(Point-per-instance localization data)
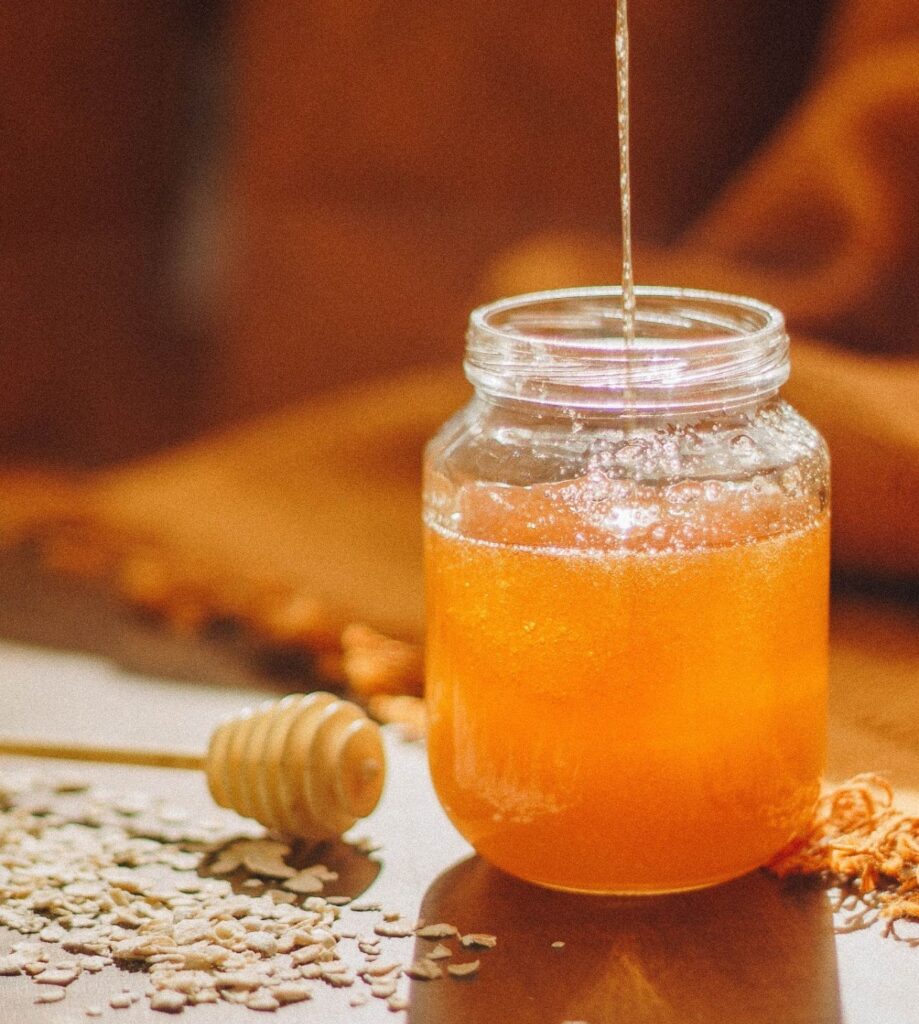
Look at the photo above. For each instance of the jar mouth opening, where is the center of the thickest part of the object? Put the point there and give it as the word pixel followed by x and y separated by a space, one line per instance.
pixel 694 350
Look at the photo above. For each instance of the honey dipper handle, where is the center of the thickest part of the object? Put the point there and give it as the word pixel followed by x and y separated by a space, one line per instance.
pixel 102 755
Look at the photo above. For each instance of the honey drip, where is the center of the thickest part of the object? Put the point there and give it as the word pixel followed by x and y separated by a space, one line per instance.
pixel 625 194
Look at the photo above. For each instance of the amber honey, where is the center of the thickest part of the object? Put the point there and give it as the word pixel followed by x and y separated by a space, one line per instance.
pixel 627 719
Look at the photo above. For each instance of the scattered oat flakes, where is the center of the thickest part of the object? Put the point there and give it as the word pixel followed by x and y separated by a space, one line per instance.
pixel 262 999
pixel 261 856
pixel 50 995
pixel 291 991
pixel 57 976
pixel 394 929
pixel 310 880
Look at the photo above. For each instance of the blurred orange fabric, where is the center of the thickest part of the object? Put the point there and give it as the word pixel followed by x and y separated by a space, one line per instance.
pixel 386 166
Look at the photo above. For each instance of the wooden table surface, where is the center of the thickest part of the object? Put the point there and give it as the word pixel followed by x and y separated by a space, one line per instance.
pixel 751 951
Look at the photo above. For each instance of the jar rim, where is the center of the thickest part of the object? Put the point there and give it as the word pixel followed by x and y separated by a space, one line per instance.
pixel 694 350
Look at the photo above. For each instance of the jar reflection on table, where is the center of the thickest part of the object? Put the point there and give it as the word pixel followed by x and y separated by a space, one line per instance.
pixel 627 594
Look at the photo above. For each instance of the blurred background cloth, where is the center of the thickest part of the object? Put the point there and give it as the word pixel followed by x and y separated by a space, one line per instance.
pixel 215 210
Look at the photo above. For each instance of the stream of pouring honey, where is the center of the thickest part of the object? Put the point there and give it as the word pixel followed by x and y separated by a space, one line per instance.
pixel 625 197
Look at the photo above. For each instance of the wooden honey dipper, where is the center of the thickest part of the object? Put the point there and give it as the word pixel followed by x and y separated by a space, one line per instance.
pixel 306 766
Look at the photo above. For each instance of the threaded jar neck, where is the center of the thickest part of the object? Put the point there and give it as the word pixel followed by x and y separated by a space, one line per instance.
pixel 694 351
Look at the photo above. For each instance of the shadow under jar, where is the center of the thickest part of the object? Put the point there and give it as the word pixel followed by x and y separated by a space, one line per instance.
pixel 627 577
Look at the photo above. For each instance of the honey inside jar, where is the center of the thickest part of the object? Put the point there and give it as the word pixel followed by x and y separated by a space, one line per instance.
pixel 627 633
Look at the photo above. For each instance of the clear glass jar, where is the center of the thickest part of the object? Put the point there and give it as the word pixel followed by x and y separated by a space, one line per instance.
pixel 627 576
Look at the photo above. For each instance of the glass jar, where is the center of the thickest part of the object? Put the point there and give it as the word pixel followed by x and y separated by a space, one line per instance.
pixel 627 576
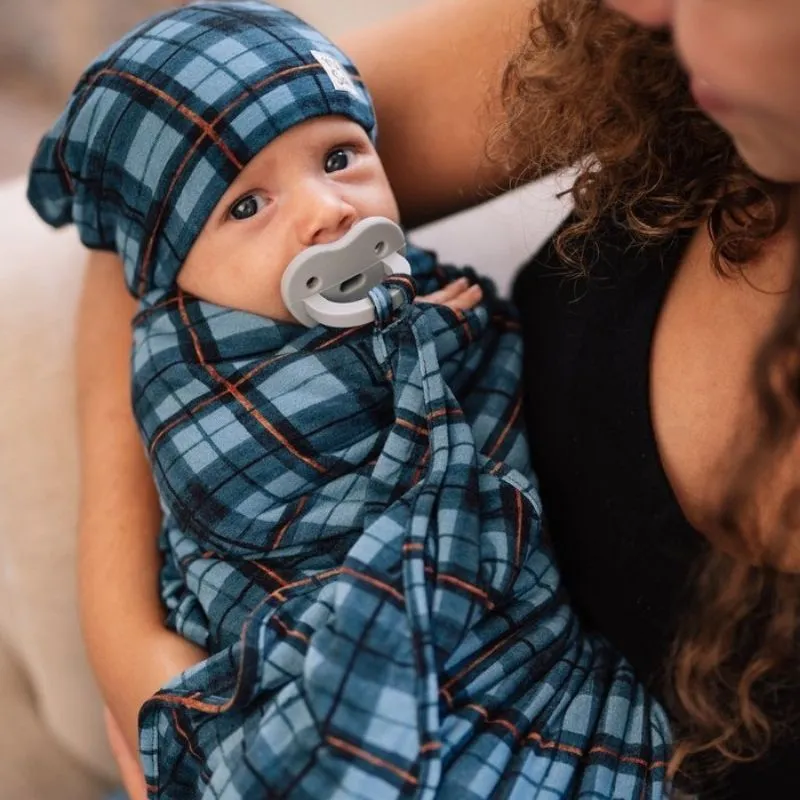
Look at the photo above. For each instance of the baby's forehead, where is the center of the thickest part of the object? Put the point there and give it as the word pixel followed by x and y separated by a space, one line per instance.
pixel 298 143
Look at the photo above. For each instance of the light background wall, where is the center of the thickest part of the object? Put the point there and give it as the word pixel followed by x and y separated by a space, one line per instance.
pixel 45 44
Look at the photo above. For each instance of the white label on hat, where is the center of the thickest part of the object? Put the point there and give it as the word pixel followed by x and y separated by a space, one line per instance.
pixel 340 77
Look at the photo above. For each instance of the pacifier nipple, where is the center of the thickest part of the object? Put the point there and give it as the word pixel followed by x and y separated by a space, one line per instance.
pixel 329 284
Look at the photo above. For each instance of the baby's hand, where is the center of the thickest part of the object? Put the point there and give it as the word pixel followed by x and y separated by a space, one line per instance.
pixel 457 296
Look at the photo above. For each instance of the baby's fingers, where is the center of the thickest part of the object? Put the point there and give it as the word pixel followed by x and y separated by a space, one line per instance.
pixel 458 295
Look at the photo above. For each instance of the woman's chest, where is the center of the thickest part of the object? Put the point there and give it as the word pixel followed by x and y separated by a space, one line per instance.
pixel 634 381
pixel 705 343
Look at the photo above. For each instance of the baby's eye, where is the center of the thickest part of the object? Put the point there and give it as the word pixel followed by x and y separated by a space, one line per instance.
pixel 247 206
pixel 338 159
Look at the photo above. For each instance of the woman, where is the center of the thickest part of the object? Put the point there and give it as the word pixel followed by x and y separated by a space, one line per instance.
pixel 640 369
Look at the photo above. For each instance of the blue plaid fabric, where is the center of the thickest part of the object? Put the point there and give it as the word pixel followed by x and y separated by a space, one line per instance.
pixel 351 527
pixel 353 533
pixel 161 124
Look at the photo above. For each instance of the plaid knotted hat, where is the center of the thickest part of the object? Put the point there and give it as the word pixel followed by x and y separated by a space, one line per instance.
pixel 161 124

=== Exercise ===
Take the records above and transcribe them exactly, dropping every picture.

=== Expected answer ===
Look at the photo above. For each instance of the jar mouth opening, where is the center of the thickest part of the object? Put the point there and give it as the word pixel followed by x and y separated by a space, one line per instance.
pixel 694 350
Look at the photo above. For each instance of the honey dipper handle, where is the center of the thickest part of the object? Put the point there and give it as the word pixel followed by x and y separated by a space, one line per instance.
pixel 102 755
Look at the photo above. For each instance of the honey drip, where is the center of the thickest part of the object? Put the point there and give it as the word pixel followed by x and y separated by a space, one line per instance.
pixel 625 194
Look at the photo above. For each instance of the amber honey, where is the center of the thickest part of the object? Put the point there and give it as the word pixel followed by x and y separated by a space, one line per instance.
pixel 627 719
Look at the photo above. For each instance of the scattered oat flakes, where is the center of the thickest part of the object? Put the point there and give it as the word pixel followed by x and y separated by a space, one line per instance.
pixel 262 999
pixel 261 856
pixel 50 995
pixel 291 991
pixel 57 976
pixel 394 929
pixel 310 880
Look at the photo above. For each instance of the blurred orange fabric, where is the center of the thickest part of the object? Put the point there and give it as the word pixel followed by x and y separated by a space, one line per instance.
pixel 386 166
Look at the photo above. For each instance of the wooden table surface, where is the center of the thickest part of the object? Put the point there and give it as the word pixel followed by x and y separated by a space, one line per instance.
pixel 751 951
Look at the photo above. For each instance of the jar rim, where is the center of the thickest part of the object? Put the point there and give it as the word pixel followed by x and y separated by a space, one line per instance.
pixel 694 350
Look at the photo above. For each instance of the jar reflection on table, where is the center of the thickest part of the object? Put the point there and give it as the word pixel followed by x and y separated by a space, one line per instance.
pixel 627 594
Look at the photo above. For each instance of the blurred background cloth, where is the center of the thickest part of the object? Put the point there and give it as the word pixel followed by x and y separated by a space, one line per instance.
pixel 215 210
Look at the photo above. For each instance of the stream of pouring honey, where is the center of the thickest part of the object? Put the point there and give it as the word pixel followed by x and y separated by a space, one line per instance.
pixel 625 197
Look at the photo above. For each instance of the wooden honey dipper, where is the center of the thickest part of the object? Put the point there and give it as the word pixel followed by x and y separated by a space, one line per instance.
pixel 306 766
Look at the photo above. For each instance of the threaded jar neck, where is the center of the thickest part of the object? Put the point there and give it as the word pixel followed by x and y separated by a space, one line per instance.
pixel 694 351
Look at the photo above. For each instance of the shadow under jar, where is the center of the thickest part of the object? Put the point there and give it as the word pixel followed by x and y separated by a space, one line per instance.
pixel 627 577
Look at the photo above. For each instance of the honey inside jar, where is the center of the thickest part of the object? Put the point there and give it as the word pixel followed by x and y separated by a space, one line per instance.
pixel 627 633
Look at the photo above. For each instance of the clear glass jar, where is the center of the thickest part of the object? Put the point there and give it as the word pixel followed by x and y separated by a space, one line per instance.
pixel 627 576
Look at the photo above. For each instance of the glass jar, where is the center of the thickest part of the object? Put the point there and give it as the word pixel followed by x and y separated by a space, one line per instance.
pixel 627 576
Look at the photo above. For each instance of the baby's forehead, where is the center of the thickest part of the object? Put the point there and give it as the word pixel followed by x and y separated by a space, one line per instance.
pixel 298 143
Look at the photo above. For each instance of the light background wall, where is the center of the thickest part of the object? Put the point there and give it as the word pixel followed by x and y separated by a space, one line per instance.
pixel 45 44
Look at the photo above. For each instance of the white label on hat, where is the center of the thickest part of the object? Put the point there and give it as the word pixel followed by x and y separated by a space, one line per instance.
pixel 340 77
Look at the photo above. For each instance of the pacifier nipple, where is the center of the thickest part of the object? Put the point there and give it as the word pixel followed by x and y separated by a space, one line per instance.
pixel 329 284
Look at the photo above. For each instance of the baby's hand, where is the center of the thickest part of the object? Put the point there and give it as the word pixel followed by x and y separated by a space, one line per instance.
pixel 457 296
Look at the photo above. For each instance of the baby's fingers, where is the center of the thickest part of the object? Put the point there and give it as the word pixel followed by x and y separated by a space, one line per instance.
pixel 458 295
Look at the photo above. For each instance of the woman's chest, where is the center of the thickest part of the object? Put the point there and give it as the word pixel followed by x and y separated by a space, one line per instance.
pixel 634 381
pixel 705 343
Look at the photo above. For each instance of the baby's eye, where is the center of the thickest part of the object? Put the point there and give it as the word pixel followed by x and y separated by a space, one line per instance.
pixel 247 206
pixel 338 159
Look at the photo above. For each instance of the woman, where is the center of the thickest part of the object? Put the point there and give it as the word pixel followed by x and y separated by a space, one line per instance.
pixel 640 369
Look at the photo above. For each instance of the blue plaid fabric, where is the center of the thickest part of the object? Put the point there and give it as the word pixel followed by x and y separated by a space, one line per instance.
pixel 351 527
pixel 353 533
pixel 161 124
Look at the photo above. For each instance of the plaid knotted hat, where is the center of the thickest part of the object? Put the point there and give it as the word pixel followed by x and y separated by a space, one line per instance.
pixel 161 124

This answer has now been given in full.